A block of data:

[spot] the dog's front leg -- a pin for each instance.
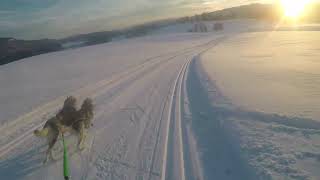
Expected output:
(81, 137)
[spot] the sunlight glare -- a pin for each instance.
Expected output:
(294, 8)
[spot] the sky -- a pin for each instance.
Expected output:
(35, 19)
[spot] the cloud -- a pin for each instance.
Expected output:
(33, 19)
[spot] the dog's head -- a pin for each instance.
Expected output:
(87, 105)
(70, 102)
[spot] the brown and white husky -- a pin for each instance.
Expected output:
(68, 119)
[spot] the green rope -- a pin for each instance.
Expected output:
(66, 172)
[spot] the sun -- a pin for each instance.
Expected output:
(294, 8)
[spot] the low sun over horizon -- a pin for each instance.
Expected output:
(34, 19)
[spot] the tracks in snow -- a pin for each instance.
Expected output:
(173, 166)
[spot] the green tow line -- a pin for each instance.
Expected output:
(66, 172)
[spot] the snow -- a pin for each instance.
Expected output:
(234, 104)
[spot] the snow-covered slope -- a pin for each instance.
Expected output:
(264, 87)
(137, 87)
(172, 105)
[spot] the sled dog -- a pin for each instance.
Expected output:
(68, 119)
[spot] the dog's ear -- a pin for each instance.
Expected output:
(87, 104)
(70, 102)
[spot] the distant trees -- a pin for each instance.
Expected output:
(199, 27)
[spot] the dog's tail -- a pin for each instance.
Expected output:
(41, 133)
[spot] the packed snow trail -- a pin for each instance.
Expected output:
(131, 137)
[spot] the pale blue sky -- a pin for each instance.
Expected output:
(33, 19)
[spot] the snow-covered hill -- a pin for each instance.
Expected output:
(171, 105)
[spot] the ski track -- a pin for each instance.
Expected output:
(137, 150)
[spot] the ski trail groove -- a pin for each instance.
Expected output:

[Problem to work on] Quote the entries above word for word, from start to end, leaving out the picture.

[Response below]
[spot] the dog's front leg -- a pin for each instance.
Expected output:
(81, 137)
[spot] the sunlight glare -- a pin for each instance.
Expected output:
(294, 8)
[spot] the sky -- a pin for each instance.
Expected output:
(35, 19)
[spot] the cloud -- a pin for each instance.
Expected output:
(33, 19)
[spot] the dog's head -- a pin for each instance.
Expected output:
(87, 105)
(70, 102)
[spot] the brown and white husky -- a pin for each instance.
Expected output:
(68, 119)
[spot] the green rope -- a pin for each instance.
Expected output:
(66, 172)
[spot] the sun -- a pin for each instance.
Expected output:
(294, 8)
[spot] the low sun over horizon -- a pin for each instance.
Expected output:
(34, 19)
[spot] the tracks in snow -- a pin for each instance.
Expected output:
(173, 166)
[spot] the green tow line -- a pin for each instance.
Expected output:
(66, 172)
[spot] the snow -- a pin for each instance.
Expected output:
(234, 104)
[spot] the snow-covered slope -- a pin for each instance.
Expected output:
(264, 87)
(137, 87)
(172, 105)
[spot] the sled dog -- a pin for each instance.
Expected output:
(68, 119)
[spot] the dog's ear -- a pin for each instance.
Expected output:
(87, 104)
(70, 102)
[spot] the distant trees -- a pin for each instance.
Expected output:
(199, 27)
[spot] the dog's tail -- a pin for each instance.
Expected output:
(41, 133)
[spot] the packed snow trail -- a pin for each instance.
Expected output:
(131, 137)
[spot] the pale blue sky -- a pin for each instance.
Expected output:
(33, 19)
[spot] the snow-covered hill -- a pin for each instance.
Expected output:
(171, 105)
[spot] the ski track -- a pin for each instance.
Expected output:
(137, 150)
[spot] the ski trail groove -- a pin for each instance.
Expected output:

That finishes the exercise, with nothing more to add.